> **GIVEN INSTRUCTION 1**
Print the lines of the records from the one containing "orange pumpkin, given" through the one containing "[[14, 236], [12, 211], [41, 239], [4, 200]]", both included, copying each line exactly.

> **TEXT PASSAGE**

◆ ◆ ◆ ◆ ◆ ◆ ◆

MoVieDrive: Urban Scene Synthesis with Multi-Modal Multi-View Video Diffusion Transformer¶
Conference: CVPR 2026 arXiv: 2508.14327 Code: None Area: Video Generation Keywords: multi-modal video generation, multi-view consistency, diffusion Transformer, urban scene synthesis, autonomous driving data augmentation
TL;DR¶
MoVieDrive proposes a unified multi-modal multi-view video diffusion Transformer that simultaneously generates RGB video, depth maps, and semantic maps within a single model via a two-level modal-shared + modal-specific architecture. Combined with diverse conditioning inputs (text, layout, contextual reference), it achieves FVD 46.8 (SOTA) on nuScenes while producing cross-modally consistent, high-quality driving scene synthesis.
Background & Motivation¶
Background: Video generation models (SVD, CogVideoX) perform well on general video generation, but applying them to autonomous driving requires multi-view spatiotemporal consistency and high controllability. Methods such as DriveDreamer and MagicDrive have explored multi-view urban scene generation, yet support only RGB single-modality output.
Limitations of Prior Work: Autonomous driving requires not only RGB video but also depth maps and semantic maps for comprehensive scene understanding. Existing approaches employ multiple independent models to generate different modalities separately, resulting in: (a) high deployment complexity; (b) inability to exploit cross-modal complementary information to improve generation quality; and (c) no guarantee of inter-modal consistency.
Limitations of UniScene: UniScene attempts to jointly generate RGB and LiDAR but still relies on multiple independent models, falling short of a truly unified multi-modal generation framework.
Core Assumption: Different modalities (RGB, depth, semantic) share a common latent space after encoding through a shared 3D VAE, requiring only a small number of modality-specific components to distinguish them—making it feasible for a single unified model to perform multi-modal generation.
Method¶
Overall Architecture¶
Conditioning inputs → Condition encoders (text / layout / contextual reference) → Unified diffusion Transformer (modal-shared layers + modal-specific layers) → Noise estimation → Shared 3D VAE decoding → Multi-modal multi-view video output.
Core Idea: Multi-modal multi-view scene generation is decomposed into modal-shared learning (temporal consistency + multi-view spatiotemporal consistency) and modal-specific learning (cross-modal interaction + projection), all handled within a unified framework.

◆ ◆ ◆ ◆ ◆ ◆ ◆

> **RECORDS SHOWN**

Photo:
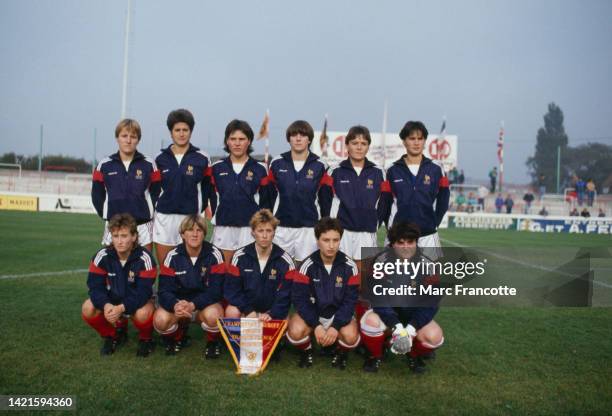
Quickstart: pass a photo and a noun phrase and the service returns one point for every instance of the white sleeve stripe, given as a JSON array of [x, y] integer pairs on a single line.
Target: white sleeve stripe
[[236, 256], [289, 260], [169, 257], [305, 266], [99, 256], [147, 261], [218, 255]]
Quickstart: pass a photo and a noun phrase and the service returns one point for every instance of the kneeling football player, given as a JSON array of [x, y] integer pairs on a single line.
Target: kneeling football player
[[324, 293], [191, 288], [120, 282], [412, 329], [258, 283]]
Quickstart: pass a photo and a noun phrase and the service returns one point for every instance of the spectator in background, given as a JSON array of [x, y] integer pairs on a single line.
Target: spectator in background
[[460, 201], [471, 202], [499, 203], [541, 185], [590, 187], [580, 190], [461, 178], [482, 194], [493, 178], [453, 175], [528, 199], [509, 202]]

◆ ◆ ◆ ◆ ◆ ◆ ◆

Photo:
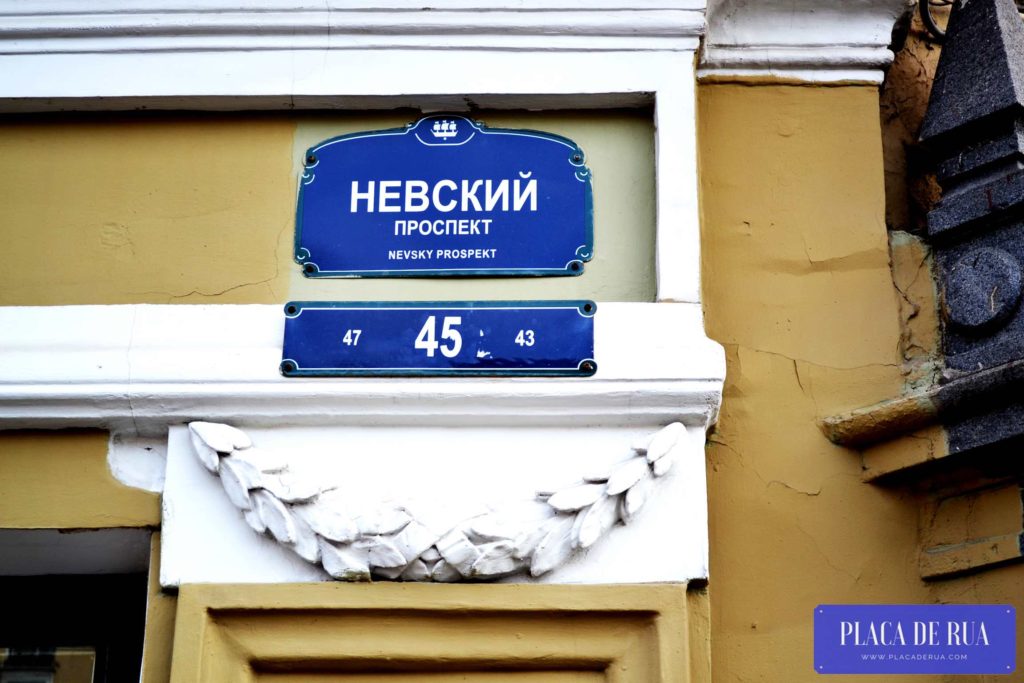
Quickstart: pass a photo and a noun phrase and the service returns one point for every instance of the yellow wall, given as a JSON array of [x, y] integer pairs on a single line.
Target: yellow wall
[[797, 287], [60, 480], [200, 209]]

◆ ◆ ◆ ◆ ◆ ◆ ◆

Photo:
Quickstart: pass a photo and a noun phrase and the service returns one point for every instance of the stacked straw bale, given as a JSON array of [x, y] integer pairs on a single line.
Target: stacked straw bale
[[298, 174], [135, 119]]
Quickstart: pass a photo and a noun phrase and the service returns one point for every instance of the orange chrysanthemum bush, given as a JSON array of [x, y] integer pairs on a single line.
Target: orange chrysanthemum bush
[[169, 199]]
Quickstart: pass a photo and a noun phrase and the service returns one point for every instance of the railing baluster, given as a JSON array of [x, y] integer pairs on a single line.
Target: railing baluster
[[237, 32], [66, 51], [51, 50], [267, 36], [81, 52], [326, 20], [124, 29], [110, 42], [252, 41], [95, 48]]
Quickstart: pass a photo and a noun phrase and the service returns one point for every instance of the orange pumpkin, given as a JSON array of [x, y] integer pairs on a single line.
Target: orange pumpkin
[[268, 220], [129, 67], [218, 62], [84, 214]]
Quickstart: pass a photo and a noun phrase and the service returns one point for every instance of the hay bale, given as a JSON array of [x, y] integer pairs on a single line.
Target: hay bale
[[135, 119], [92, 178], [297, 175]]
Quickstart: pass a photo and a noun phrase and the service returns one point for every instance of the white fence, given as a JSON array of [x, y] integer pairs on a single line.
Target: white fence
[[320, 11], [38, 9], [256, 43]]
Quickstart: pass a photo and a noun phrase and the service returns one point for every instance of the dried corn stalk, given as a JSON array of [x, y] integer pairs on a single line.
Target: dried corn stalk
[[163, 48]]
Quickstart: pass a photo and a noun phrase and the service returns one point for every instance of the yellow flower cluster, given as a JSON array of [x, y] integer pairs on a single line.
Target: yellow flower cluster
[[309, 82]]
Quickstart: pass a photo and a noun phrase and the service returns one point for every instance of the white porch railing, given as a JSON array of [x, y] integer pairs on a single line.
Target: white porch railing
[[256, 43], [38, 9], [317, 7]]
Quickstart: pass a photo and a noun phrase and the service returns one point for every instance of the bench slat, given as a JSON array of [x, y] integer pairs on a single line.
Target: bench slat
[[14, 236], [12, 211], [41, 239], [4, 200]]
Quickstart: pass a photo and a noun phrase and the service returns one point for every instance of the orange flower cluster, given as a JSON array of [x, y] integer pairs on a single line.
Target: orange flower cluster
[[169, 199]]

◆ ◆ ◆ ◆ ◆ ◆ ◆

> **GIVEN INSTRUCTION 2**
Proceed with the write-up on MoVieDrive's urban scene synthesis, starting right after its last sentence.

> **EXERCISE RESULT 1**
Quickstart: pass a photo and a noun phrase and the service returns one point for every instance of the orange pumpkin, given as a JSON array of [x, y] integer pairs on a single line.
Target: orange pumpkin
[[268, 220], [129, 67], [218, 62], [84, 214]]
Quickstart: pass a photo and a noun phrase and the service returns one point for every instance of the hay bale, given as a JSON array of [x, y] integer pairs on a single line.
Target: hay bale
[[135, 119], [92, 178], [297, 175]]
Quickstart: pass a photo and a noun phrase and the service returns one point for every instance of the white fence, given as a JSON array of [x, y] integer pairs on a single line.
Target: white fence
[[320, 11], [38, 9], [256, 43]]
Quickstart: pass a photo and a noun phrase and the service returns one point for every instance of the dried corn stalk, given as a JSON array of [x, y] integer pairs on a single line.
Target: dried corn stalk
[[163, 48]]
Quickstart: pass a photo and a noun phrase and the service returns one point for every instance of the yellow flower cluster, given as a JSON array of [x, y] integer pairs on a single line.
Target: yellow flower cluster
[[309, 82]]
Quickstart: pass a photo and a noun phrase and the service returns one point for every instance of the white porch railing, given as a JSON array of [x, y] integer pairs on a single line.
Target: white porch railing
[[256, 43], [38, 9], [317, 7]]
Quickstart: pass a photo and a noun phrase and the service returns one point for every instance of the bench slat, given as a JSON array of [x, y] integer pairs on a single line.
Target: bench slat
[[14, 236], [12, 211], [41, 239], [4, 200]]

> **EXERCISE RESULT 2**
Key Designs¶
-
Diverse Conditioning Input Encoding:
- Text Condition: Camera intrinsics and extrinsics (Fourier embedding + MLP) are concatenated with scene text descriptions (frozen T5 encoder) to obtain \(f^{text}\), which is injected into the diffusion model via cross-attention.
- Layout Condition: Three fine-grained control signals—a box map \(c^b\) projected from 3D bounding boxes, a road map \(c^r\) projected from road structures, and a layout map \(c^o\) projected from sparse 3D occupancy. The key innovation is a unified layout encoder (modality-independent causal ResNet blocks + shared causal ResNet blocks) that fuses all three signals, avoiding multiple independent encoders: \(f^{layout} = E_s^l(E_b^l(c^b) \otimes E_r^l(c^r) \otimes E_o^l(c^o))\)
- Contextual Reference Condition: Optional initial frames encoded by the shared 3D VAE (temporal dimension = 1), used for future scene prediction.
- Design Motivation: Different conditions operate at different granularities—text controls global style, layout controls fine-grained structure, and reference frames provide initial context.
-
Modal-Shared Components (Temporal Layers + Multi-View Spatiotemporal Blocks):
- Temporal Attention Layer \(D^{tem}\): Based on CogVideoX's 3D full attention; learns inter-frame temporal consistency with text conditioning injected via cross-attention.
- Multi-View Spatiotemporal Block \(D^{st}\) (inserted once every \(\alpha_1\) temporal layers): Contains four sub-layers:
- 3D Spatial Embedding Layer: Encodes 3D occupancy positions \(c^{occ}\) with multi-resolution hash grid encoding to enhance spatial consistency.
- 3D Spatial Attention: Reshapes the latent to \(\mathcal{R}^{K \times (VHW) \times C}\) to learn the 3D spatial structure across all camera views.
- Spatiotemporal Attention: Reshapes to \(\mathcal{R}^{(VKHW) \times C}\) to capture complete multi-view spatiotemporal information.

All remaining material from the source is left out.